To be done ▸
Resume the article on student loan paralysis below, picking up right after its final sentence.

Passage ▸
==========

Related Posts
Employers and Organizations
Employee Financial Wellness Programs Are Proven to Reverse Student Loan Paralysis
Last Update: May 8, 2023
According to the Education Data Initiative1, 47.9 million people across the United States – or approximately one in four US adults – owe money on student loans. This debt has risen to $1.75 trillion and is growing at 27.9% each year.
The average student loan debt is over $37,000, and the average payment is $250 – often more than your employees can realistically afford to pay. Yet, even when making payments, 20% of borrowers see their student loan balance increase during the first five years.
Twenty years after starting college, almost half of borrowers still owe $20,000 or more. In fact, some professionals work their entire careers to repay their loans.
With debt like this, it is no wonder that your employees may be experiencing student loan paralysis.
Defining Student Loan Paralysis
UNC Greensboro and Rutgers University-Camden2 found an interesting phenomenon that they called student loan paralysis. This occurs when those with student loans delay participating in typical life milestones due to their debt.

==========

Position annotation records ▸

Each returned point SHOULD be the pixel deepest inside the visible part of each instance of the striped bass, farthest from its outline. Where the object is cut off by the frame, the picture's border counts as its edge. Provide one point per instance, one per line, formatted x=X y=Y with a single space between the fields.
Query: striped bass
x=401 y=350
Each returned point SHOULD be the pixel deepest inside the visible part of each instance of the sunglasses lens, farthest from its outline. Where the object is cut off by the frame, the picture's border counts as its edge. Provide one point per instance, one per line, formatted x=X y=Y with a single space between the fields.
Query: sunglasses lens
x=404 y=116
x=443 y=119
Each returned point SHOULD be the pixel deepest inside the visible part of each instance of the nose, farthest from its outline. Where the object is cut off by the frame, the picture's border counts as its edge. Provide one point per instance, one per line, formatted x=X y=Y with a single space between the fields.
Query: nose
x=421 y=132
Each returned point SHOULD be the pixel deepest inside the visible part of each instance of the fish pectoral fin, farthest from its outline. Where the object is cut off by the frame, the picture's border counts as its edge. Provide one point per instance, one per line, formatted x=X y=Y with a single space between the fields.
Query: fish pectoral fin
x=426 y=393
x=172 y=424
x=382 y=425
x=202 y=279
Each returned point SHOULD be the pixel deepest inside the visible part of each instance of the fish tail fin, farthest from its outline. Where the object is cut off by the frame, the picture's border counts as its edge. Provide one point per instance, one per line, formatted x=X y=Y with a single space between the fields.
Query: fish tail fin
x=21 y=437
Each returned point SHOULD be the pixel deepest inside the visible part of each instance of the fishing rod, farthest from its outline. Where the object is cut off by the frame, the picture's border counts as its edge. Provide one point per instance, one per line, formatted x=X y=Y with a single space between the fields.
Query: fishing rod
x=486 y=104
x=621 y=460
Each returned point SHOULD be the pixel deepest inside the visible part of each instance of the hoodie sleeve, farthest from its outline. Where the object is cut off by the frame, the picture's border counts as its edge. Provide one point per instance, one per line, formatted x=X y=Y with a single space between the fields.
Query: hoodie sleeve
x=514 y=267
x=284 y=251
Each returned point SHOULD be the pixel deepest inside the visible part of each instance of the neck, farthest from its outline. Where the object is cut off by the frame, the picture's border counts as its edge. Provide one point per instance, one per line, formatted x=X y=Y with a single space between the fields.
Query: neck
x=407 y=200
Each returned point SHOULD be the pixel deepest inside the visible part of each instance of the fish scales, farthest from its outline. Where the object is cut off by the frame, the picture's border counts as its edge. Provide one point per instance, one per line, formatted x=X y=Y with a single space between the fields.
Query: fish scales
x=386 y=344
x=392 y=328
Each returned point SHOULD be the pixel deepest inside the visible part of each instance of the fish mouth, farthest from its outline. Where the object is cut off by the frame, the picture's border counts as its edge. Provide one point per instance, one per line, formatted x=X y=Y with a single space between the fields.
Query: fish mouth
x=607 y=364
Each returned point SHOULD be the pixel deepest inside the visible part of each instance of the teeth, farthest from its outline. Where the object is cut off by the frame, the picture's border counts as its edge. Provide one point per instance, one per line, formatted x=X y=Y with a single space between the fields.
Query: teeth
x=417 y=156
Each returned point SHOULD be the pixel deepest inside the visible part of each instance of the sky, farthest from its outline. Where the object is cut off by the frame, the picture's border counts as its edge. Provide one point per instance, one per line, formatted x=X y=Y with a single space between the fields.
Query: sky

==========

The reply ▸
In other words, employees that delay or cannot afford to purchase a home, get married, have children, or save for retirement are suffering from student loan paralysis.
Keep Reading: Is Student Loan Debt a Roadblock to Retirement Savings?
The study followed college graduates with student loan debt to determine how the debt affected life decisions. What they found is that 88.7% of those with debt believe it has affected what they do and when they do it.
The most likely consequence was having to live with a parent or roommate, with 34.1% resorting to this arrangement to save money. However, having student loan debt also affected such decisions as:
- Buying a home (28.9%)
- Taking a vacation (28.9%)
- Getting further education (21.8%)
- Having children (20.4%)
- Getting married (18.3%)
- Purchasing a home (17.6%)
Additionally, nearly 15% of those surveyed are working at a job they don’t like simply so they can afford to pay back their loan.
Student Loan Paralysis Affects Your Bottom Line
If these borrowers didn’t have debt, they claim they would be following a more traditional trajectory – getting married, buying a house, and having children.
Additionally, they would be paying off other debt, creating an emergency fund, and saving for retirement.
Instead, they stress over their financial state and bring that stress to work.
For example, one study3 found that a leading cause of absenteeism is poor financial wellness – and absenteeism costs US companies approximately $1.685 per employee4.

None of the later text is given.